Climate is the typical weather conditions experienced at any location or area. Understanding climate and seasonal outlooks in Australia by European scientists has been based on extensive observations.

Maatsuyker Island Light House weather observations are done four times daily, image by Gill and Keith Chapman, courtesy of Lighthouses of Australia.

Indigenous people's knowledge about the weather, and their descriptions of the seasons and climatic conditions is recognised today in work with scientists and the Australian Bureau of Meteorology (BOM).

Indigenous seasonal calendars

Indigenous Australians have long had their own seasonal calendars, which are different from the seasonal calendar brought to Australia by the British in 1788. Aboriginal people lived in Australia for at least 50,000 years and during this time developed a unique body of knowledge which enabled them to survive across a range of climatic zones and experiences, sometimes in incredibly adverse conditions.

During this time, great changes occurred in weather patterns and climate. The most significant event was an ice age which arrived about 20,000 years ago and lasted for some 5,000 years, during which time the average temperatures fell by some 10 degrees, rainfall decreased, and cold, dry winds blew across the land.

Human responses to long-term climate change as evidenced by longest trail of ancient human footprints, Willandra Lakes, Lake Mungo, courtesy of Visit Mungo

Lake Mungo is a potential treasure trove of information about the earliest settlement of the Australian continent and is renowned as the location of the world's oldest known ritual burials and the longest known trail of ancient human footprints. However, surprisingly little is known about the lives of the people who have inhabited this area for more than 45,000 years.

• DATASET EXTRACT:
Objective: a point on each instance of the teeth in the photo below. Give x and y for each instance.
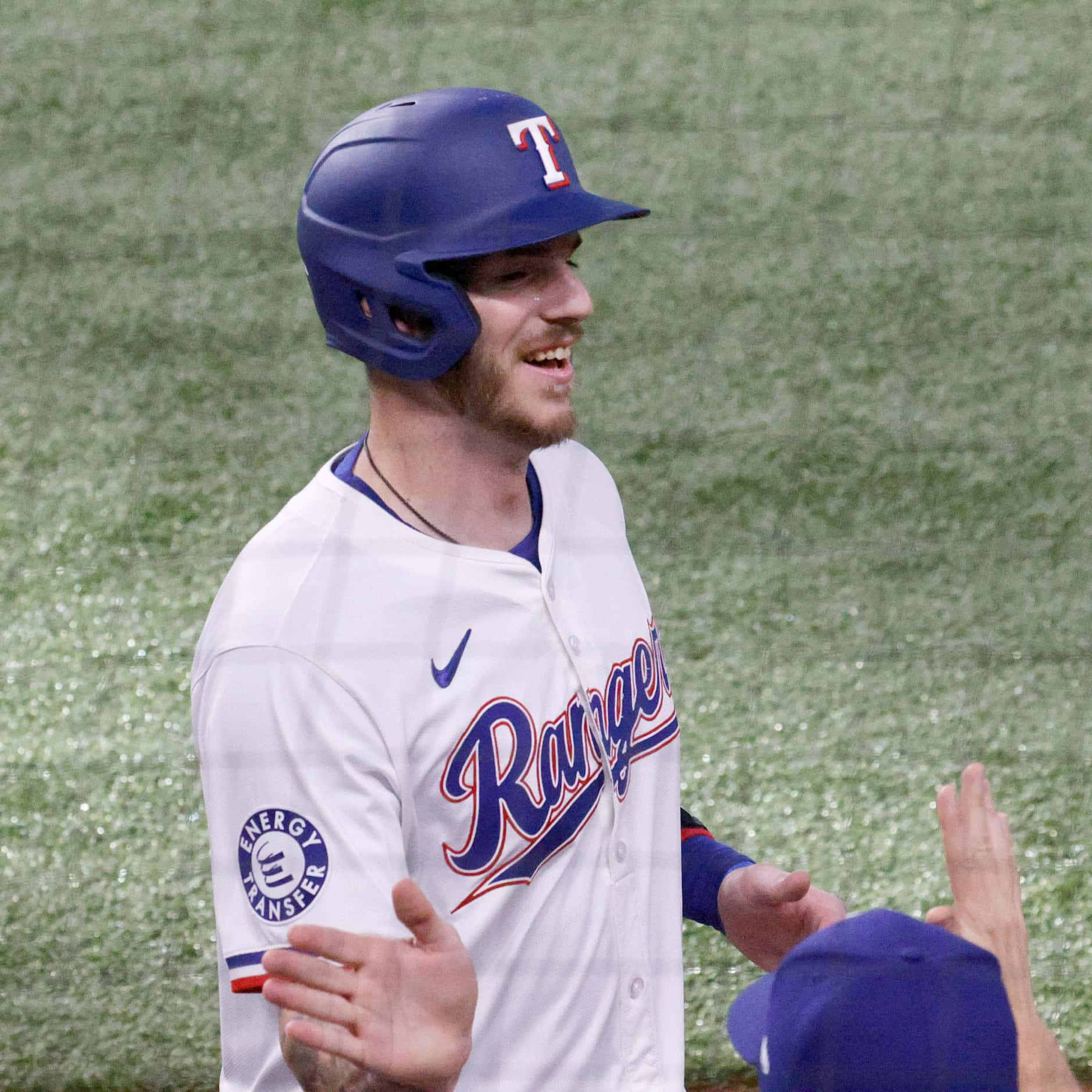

• THINGS TO DO:
1. What changes to the land's conditions during the ice age does the climate text list?
2. According to the climate text, how often are weather observations done at Maatsuyker Island Light House?
3. Resume the text on Australian climate and Indigenous seasonal calendars from the point where it stops.
The data is separate material from the text on Australian climate.

• THE ANSWERS:
1.
- Average temperatures fell by some 10 degrees
- Rainfall decreased
- Cold, dry winds blew across the land

2. Four times daily.

3.
Dr Nicola Stern, Latrobe University, Human responses to long-term landscape and climate change in the Willandra Lakes World Heritage Area

These stories of the ice age are reflected in stories told today by Indigenous people in Australia including the Bibbulman in south-west Western Australia, the Yolngu in Kakadu, Northern Territory, and the Palwa people of Tasmania and south-eastern Australia.

An intimate knowledge of plant and animal life held by Indigenous people has been gained from millenia of observations, This knowledge, especially as it relates to the inter-connections of subtle natural linkages, can reveal much about climate and weather. An example of Indigenous knowledge predicting seasonal calendars comes from Yarralin in the Northern Territory

Flying foxes move from the inland bush to the rivers during the dry season and nest in the pandanus palm trees. When this happens the onset of rains is imminent

Molly Yawulminy hunting for Long-necked turtle, Daly River, courtesy of Australian Geographic in CSIRO.

In Kakadu, a scientist might observe the seasonal timing of the flowering of eucalyptus and spear grass in terms of ‘falling humidity associated with the beginning of the Dry Season triggers the flowering response'. Another coincidental observation about when the dry season will arrive in Kakadu is provided in the educated understanding held by local Gagadju people

the flowering of the rough barked gum and the bunch spear grass is a sign that the winds will soon blow from the southeast and the Dry Season will arrive.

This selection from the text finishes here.